Task instructions:
Every line of the records below should be restated exactly.

Data provided:

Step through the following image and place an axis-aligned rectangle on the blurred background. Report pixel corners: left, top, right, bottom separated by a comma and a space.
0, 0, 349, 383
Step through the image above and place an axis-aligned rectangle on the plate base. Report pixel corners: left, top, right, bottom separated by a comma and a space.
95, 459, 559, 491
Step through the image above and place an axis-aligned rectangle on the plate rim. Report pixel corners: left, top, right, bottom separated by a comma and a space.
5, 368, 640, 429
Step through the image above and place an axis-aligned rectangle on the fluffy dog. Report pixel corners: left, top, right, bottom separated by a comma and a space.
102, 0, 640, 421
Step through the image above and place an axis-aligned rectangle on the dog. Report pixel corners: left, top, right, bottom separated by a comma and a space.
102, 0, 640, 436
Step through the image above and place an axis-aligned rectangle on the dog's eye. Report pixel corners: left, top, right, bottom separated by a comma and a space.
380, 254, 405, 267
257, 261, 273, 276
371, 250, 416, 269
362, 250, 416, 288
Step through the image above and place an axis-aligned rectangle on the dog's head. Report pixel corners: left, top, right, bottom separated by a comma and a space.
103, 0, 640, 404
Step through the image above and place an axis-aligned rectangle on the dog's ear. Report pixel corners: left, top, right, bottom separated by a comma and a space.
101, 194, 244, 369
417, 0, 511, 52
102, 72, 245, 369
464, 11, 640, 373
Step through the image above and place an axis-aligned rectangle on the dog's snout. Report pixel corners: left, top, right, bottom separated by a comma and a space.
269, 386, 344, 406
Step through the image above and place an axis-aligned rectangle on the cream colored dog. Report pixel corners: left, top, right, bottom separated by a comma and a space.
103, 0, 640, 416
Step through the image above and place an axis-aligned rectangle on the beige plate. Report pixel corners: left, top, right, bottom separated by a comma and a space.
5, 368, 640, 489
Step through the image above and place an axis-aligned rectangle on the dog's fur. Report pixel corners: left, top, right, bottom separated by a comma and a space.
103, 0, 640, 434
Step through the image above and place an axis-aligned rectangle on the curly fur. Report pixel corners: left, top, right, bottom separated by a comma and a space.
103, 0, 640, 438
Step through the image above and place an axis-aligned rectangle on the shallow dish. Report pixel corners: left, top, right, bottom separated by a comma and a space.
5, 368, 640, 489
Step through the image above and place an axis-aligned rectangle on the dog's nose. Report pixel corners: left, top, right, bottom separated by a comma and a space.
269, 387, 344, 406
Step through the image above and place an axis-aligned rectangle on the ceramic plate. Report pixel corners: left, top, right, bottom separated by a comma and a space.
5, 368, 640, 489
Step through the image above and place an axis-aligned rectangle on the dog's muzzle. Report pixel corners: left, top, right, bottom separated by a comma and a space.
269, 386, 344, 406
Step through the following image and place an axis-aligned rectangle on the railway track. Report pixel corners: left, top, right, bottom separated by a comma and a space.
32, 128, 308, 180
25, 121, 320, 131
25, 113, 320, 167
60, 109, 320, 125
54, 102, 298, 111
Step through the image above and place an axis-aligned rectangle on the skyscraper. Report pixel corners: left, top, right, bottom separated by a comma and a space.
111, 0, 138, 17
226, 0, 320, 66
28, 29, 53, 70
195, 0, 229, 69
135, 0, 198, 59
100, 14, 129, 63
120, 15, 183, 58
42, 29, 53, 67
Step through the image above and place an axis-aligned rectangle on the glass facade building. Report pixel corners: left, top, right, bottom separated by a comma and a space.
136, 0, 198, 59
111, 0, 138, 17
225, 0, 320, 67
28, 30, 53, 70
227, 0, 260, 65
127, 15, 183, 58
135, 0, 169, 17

Task answer:
Step through the following image and place an axis-aligned rectangle on the blurred background. Report pixel corners: left, top, right, bottom separated by a comma and a space.
0, 0, 349, 383
Step through the image above and place an axis-aligned rectangle on the plate base. Report pixel corners: left, top, right, bottom separated by a comma and a space.
95, 459, 559, 491
Step through the image above and place an axis-aligned rectangle on the plate rim. Report pixel corners: left, top, right, bottom separated by a comma and a space.
5, 368, 640, 429
Step through the image above and place an axis-aligned rectangle on the fluffy dog. Report pixel corners: left, top, right, bottom separated by a comma and a space.
102, 0, 640, 421
Step through the image above and place an axis-aligned rectangle on the dog. Report pixel corners: left, top, right, bottom separated by a comma and a space.
102, 0, 640, 436
Step through the image above and place an axis-aligned rectangle on the dog's eye. Report pixel corners: left, top, right, bottom separated by a comma and a space.
380, 254, 405, 267
257, 261, 273, 276
371, 250, 416, 269
362, 250, 416, 288
Step through the image above and place an axis-aligned rectangle on the dog's head. Report pixel corners: left, top, right, bottom separated by a comma and a space.
103, 0, 640, 404
Step through the image above and place an axis-aligned rectangle on the dog's ear. Report pixel corners: left, top, right, bottom separated by a comma and a space.
101, 194, 244, 369
417, 0, 511, 52
102, 72, 245, 369
464, 11, 640, 373
Step through the image above and place an axis-aligned rectangle on the dog's snout. Report pixel corners: left, top, right, bottom separated by a comma and a space.
269, 386, 344, 406
Step through the image above and place an axis-aligned rectangle on the cream colored dog. Report pixel corners: left, top, right, bottom separated by a comma and a space.
103, 0, 640, 416
Step through the image above and place an axis-aligned rectangle on the beige plate. Report pixel corners: left, top, right, bottom separated by a comma and a space.
5, 368, 640, 489
Step through the image above and place an axis-aligned rectangle on the dog's fur. Report pixel corners: left, top, right, bottom separated by a comma and a space.
103, 0, 640, 434
Step through the image above and place an axis-aligned rectangle on the curly fur. Report pixel corners: left, top, right, bottom separated by a comma and a space.
103, 0, 640, 438
Step through the image above and place an axis-aligned rectangle on the shallow dish. Report pixel corners: left, top, right, bottom separated by a comma and a space.
5, 368, 640, 489
Step through the image above and place an axis-aligned rectangle on the dog's nose. Report pixel corners: left, top, right, bottom separated by a comma and a space.
269, 387, 344, 406
Step through the image above and place an axis-aligned rectangle on the ceramic plate. Report pixel corners: left, top, right, bottom separated by a comma and a space.
5, 368, 640, 489
Step through the image above and place an axis-aligned rectangle on the dog's muzzle. Report pixel corners: left, top, right, bottom separated by a comma and a space.
269, 386, 344, 406
Step through the following image and place an axis-aligned rectangle on the railway track. Report pixel corners: left, top, right, bottom separated by a comma and a space.
32, 128, 308, 180
25, 121, 320, 131
25, 113, 320, 167
60, 109, 320, 125
54, 102, 298, 111
Step through the image above and place an axis-aligned rectangle on the skyscraper. Report pixel corners: left, top, right, bottom separated by a comma and a space.
111, 0, 138, 17
226, 0, 320, 66
28, 29, 53, 70
195, 0, 229, 69
135, 0, 198, 59
100, 14, 129, 63
120, 15, 183, 58
42, 29, 53, 67
Step through the image above and place an axis-aligned rectangle on the glass facade building. Report pixel corners: left, top, right, bottom separated by a comma and a space.
136, 0, 198, 59
111, 0, 138, 17
225, 0, 320, 67
28, 30, 53, 70
227, 0, 260, 65
127, 15, 183, 58
135, 0, 169, 17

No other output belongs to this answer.